→ **PROBLEM REQUIREMENTS**
Word for word, restate the data that follows, omitting the images.

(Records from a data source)
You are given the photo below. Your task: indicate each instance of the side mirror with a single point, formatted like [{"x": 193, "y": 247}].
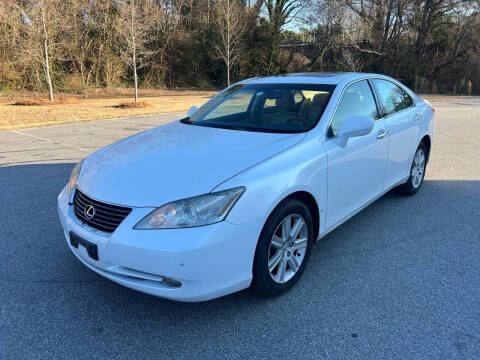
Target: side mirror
[
  {"x": 192, "y": 111},
  {"x": 354, "y": 125}
]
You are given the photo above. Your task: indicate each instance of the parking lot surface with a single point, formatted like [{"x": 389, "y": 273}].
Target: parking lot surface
[{"x": 399, "y": 280}]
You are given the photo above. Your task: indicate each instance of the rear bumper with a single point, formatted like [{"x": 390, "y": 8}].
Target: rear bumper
[{"x": 209, "y": 261}]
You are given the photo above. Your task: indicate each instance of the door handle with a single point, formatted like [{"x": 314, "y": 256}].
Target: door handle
[{"x": 382, "y": 133}]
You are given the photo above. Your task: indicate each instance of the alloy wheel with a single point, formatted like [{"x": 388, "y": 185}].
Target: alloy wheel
[
  {"x": 287, "y": 248},
  {"x": 418, "y": 168}
]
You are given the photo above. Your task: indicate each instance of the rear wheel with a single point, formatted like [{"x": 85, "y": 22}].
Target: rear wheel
[
  {"x": 417, "y": 171},
  {"x": 283, "y": 248}
]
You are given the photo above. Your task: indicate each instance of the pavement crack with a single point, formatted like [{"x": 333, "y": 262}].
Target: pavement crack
[{"x": 50, "y": 141}]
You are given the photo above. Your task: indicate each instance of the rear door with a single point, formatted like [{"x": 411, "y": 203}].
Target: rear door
[
  {"x": 402, "y": 121},
  {"x": 356, "y": 172}
]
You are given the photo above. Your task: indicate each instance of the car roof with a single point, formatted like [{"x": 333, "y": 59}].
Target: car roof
[{"x": 333, "y": 78}]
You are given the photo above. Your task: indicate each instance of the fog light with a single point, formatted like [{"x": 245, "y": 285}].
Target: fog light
[{"x": 171, "y": 282}]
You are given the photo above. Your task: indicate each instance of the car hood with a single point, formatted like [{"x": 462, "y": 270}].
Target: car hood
[{"x": 175, "y": 161}]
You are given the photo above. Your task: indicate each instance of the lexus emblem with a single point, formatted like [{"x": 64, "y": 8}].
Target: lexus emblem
[{"x": 89, "y": 212}]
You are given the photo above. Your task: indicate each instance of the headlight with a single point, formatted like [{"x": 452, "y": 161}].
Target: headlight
[
  {"x": 196, "y": 211},
  {"x": 74, "y": 176}
]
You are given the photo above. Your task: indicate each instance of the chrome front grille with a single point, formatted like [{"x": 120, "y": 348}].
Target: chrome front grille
[{"x": 104, "y": 217}]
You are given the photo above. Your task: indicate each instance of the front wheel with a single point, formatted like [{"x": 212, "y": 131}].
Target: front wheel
[
  {"x": 417, "y": 171},
  {"x": 283, "y": 248}
]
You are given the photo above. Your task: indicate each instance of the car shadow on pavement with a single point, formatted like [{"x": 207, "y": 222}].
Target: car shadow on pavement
[{"x": 374, "y": 247}]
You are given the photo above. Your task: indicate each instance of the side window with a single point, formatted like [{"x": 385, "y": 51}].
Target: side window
[
  {"x": 391, "y": 96},
  {"x": 407, "y": 100},
  {"x": 357, "y": 99},
  {"x": 297, "y": 96}
]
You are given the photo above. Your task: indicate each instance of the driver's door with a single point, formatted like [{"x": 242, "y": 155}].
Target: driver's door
[{"x": 355, "y": 173}]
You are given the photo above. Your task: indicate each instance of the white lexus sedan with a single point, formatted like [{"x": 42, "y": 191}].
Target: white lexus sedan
[{"x": 236, "y": 194}]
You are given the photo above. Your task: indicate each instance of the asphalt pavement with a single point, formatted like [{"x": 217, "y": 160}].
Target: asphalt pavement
[{"x": 400, "y": 280}]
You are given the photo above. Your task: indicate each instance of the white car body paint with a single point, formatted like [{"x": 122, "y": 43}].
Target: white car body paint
[{"x": 177, "y": 161}]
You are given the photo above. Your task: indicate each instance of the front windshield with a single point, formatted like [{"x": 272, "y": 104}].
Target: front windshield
[{"x": 288, "y": 108}]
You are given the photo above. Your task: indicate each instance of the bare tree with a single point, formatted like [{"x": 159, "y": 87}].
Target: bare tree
[
  {"x": 231, "y": 26},
  {"x": 134, "y": 24},
  {"x": 43, "y": 22},
  {"x": 350, "y": 60}
]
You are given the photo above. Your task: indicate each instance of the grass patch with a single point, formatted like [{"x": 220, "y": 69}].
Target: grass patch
[
  {"x": 133, "y": 105},
  {"x": 95, "y": 104},
  {"x": 42, "y": 102}
]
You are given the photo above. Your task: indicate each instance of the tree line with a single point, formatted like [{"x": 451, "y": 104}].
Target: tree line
[{"x": 59, "y": 45}]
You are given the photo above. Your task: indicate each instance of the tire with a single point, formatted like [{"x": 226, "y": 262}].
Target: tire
[
  {"x": 291, "y": 255},
  {"x": 417, "y": 172}
]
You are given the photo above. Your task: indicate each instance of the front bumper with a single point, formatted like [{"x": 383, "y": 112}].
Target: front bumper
[{"x": 210, "y": 261}]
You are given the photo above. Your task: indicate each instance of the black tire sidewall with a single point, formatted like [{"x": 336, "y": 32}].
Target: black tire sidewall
[
  {"x": 409, "y": 185},
  {"x": 262, "y": 281}
]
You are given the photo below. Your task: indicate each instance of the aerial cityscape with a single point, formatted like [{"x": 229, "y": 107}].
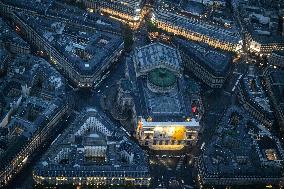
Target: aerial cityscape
[{"x": 159, "y": 94}]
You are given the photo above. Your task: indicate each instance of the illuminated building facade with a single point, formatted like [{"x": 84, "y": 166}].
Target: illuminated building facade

→ **RESULT FOR THIS EXERCISE**
You are given the photo below. Your task: indicate each instance of the side mirror with a single point, formatted like [{"x": 193, "y": 247}].
Target: side mirror
[
  {"x": 192, "y": 111},
  {"x": 354, "y": 125}
]
You are given the photo above. Your task: indicate each instance of the parking lot surface with a single point, formatted like [{"x": 389, "y": 273}].
Target: parking lot surface
[{"x": 399, "y": 280}]
You are given the photo above. Your task: indicate each instance of the rear bumper with a single point, formatted like [{"x": 390, "y": 8}].
Target: rear bumper
[{"x": 209, "y": 261}]
You are given the photo above. Your task: indicate each instance of the door handle with a single point, formatted like [{"x": 314, "y": 256}].
Target: door handle
[{"x": 382, "y": 133}]
You are given the photo above. Your task: indicate each instance of the alloy wheel with a single point, formatted like [{"x": 388, "y": 185}].
Target: alloy wheel
[
  {"x": 287, "y": 248},
  {"x": 418, "y": 168}
]
You are given the photo above. Your task: indicate each instance of the rear wheel with a single point, formatted like [{"x": 85, "y": 22}].
Target: rear wheel
[
  {"x": 417, "y": 171},
  {"x": 283, "y": 248}
]
You are given the photo above. Your task: indicate each instance of the pavement crack with a single point, formatted like [{"x": 333, "y": 262}].
Target: pavement crack
[{"x": 50, "y": 141}]
You are given the photo above. Your task: indicate each instance of the rear door with a single point, formatted like [{"x": 411, "y": 203}].
Target: rear door
[
  {"x": 402, "y": 121},
  {"x": 356, "y": 172}
]
You are given the photo above. Your task: indicate each instance of the car roof with a single point, formatted like [{"x": 333, "y": 59}].
Target: car roof
[{"x": 333, "y": 78}]
You are given the photo above. Your task: indicate each instance of the fog light with a single point, formatted like [{"x": 245, "y": 285}].
Target: fog light
[{"x": 171, "y": 282}]
You are given the photo above. Your task: indicate each instance of the car hood with a single point, formatted like [{"x": 462, "y": 270}].
Target: car hood
[{"x": 175, "y": 161}]
You are given the photo above. Your task: indicate each instance of the lexus emblem with a single point, formatted like [{"x": 64, "y": 8}].
Target: lexus emblem
[{"x": 89, "y": 212}]
You are given the photo above. Your task: indicate each instance of the headlight with a single point, formatted like [{"x": 452, "y": 161}].
Target: headlight
[
  {"x": 196, "y": 211},
  {"x": 74, "y": 176}
]
You are given the photo above. Your task: indicate each instance of the chrome front grille with a single point, formatted like [{"x": 120, "y": 348}].
Target: chrome front grille
[{"x": 104, "y": 217}]
You are given the photo above. Your task: indicate each instance of the front wheel with a single point, formatted like [{"x": 212, "y": 131}].
Target: front wheel
[
  {"x": 417, "y": 171},
  {"x": 283, "y": 248}
]
You are given the photo above. Your task: indicate each instance of the car shadow on pavement with a single point, formatted like [{"x": 207, "y": 222}].
Target: car shadow on pavement
[{"x": 374, "y": 247}]
You are given the photo above. Your task: indicate each instance of the side window with a single point, formatted like [{"x": 385, "y": 51}].
Target: side window
[
  {"x": 391, "y": 96},
  {"x": 407, "y": 100},
  {"x": 357, "y": 99},
  {"x": 297, "y": 96}
]
You are given the photo above. Your task: indicate each instance of the driver's door with a single point, formatted like [{"x": 242, "y": 155}].
Target: driver's door
[{"x": 355, "y": 173}]
You are given the photo above. Your task: indicate each instance of the white lexus sedan with a single point, formatted like [{"x": 42, "y": 191}].
Target: white lexus sedan
[{"x": 236, "y": 194}]
You are given the photo above. Your task: indicate each instance of the asphalt pavement with a single point, formatted like [{"x": 217, "y": 160}].
Target: asphalt pavement
[{"x": 400, "y": 280}]
You are given the photo above. Your task: indicate each instance of the white car body paint with a single point, formatted like [{"x": 122, "y": 43}].
Target: white car body paint
[{"x": 177, "y": 161}]
You are given the photo above. Your task: indicate each instance of the front windshield with a single point, formatted like [{"x": 272, "y": 104}].
Target: front windshield
[{"x": 288, "y": 108}]
You are given the photo above. Your task: indicate each instance of the bare tree with a single point, formatted like [{"x": 159, "y": 87}].
Target: bare tree
[
  {"x": 231, "y": 26},
  {"x": 134, "y": 24},
  {"x": 43, "y": 22},
  {"x": 350, "y": 60}
]
You are given the photo above. Your task: indicate each instance of the grass patch with a single point, formatted like [{"x": 220, "y": 69}].
Target: grass patch
[
  {"x": 133, "y": 105},
  {"x": 95, "y": 104},
  {"x": 42, "y": 102}
]
You are given the photo above. Your task: indicate each instance of the tree line with a single point, formatted like [{"x": 451, "y": 104}].
Target: tree line
[{"x": 59, "y": 45}]
You are given the photo above. Your task: indicate each instance of the tire with a single point, formatted like [{"x": 226, "y": 262}].
Target: tire
[
  {"x": 291, "y": 255},
  {"x": 417, "y": 172}
]
You are given the photo above. Your task: indicate each instance of the front bumper with a single point, formatted like [{"x": 383, "y": 112}].
Target: front bumper
[{"x": 210, "y": 261}]
You are given the photo above. Your task: indicate each instance of the black tire sidewall with a single point, formatted like [{"x": 336, "y": 32}].
Target: black tire sidewall
[
  {"x": 409, "y": 185},
  {"x": 262, "y": 281}
]
You are given the photo below. Your task: indicate each instance of the aerial cityscape with a single point, formatted like [{"x": 229, "y": 107}].
Target: aerial cityscape
[{"x": 159, "y": 94}]
You are given the photo above. Your task: indicate each instance of the illuminated building facade with a single point, formatted like [{"x": 84, "y": 166}].
Target: illuminated building facade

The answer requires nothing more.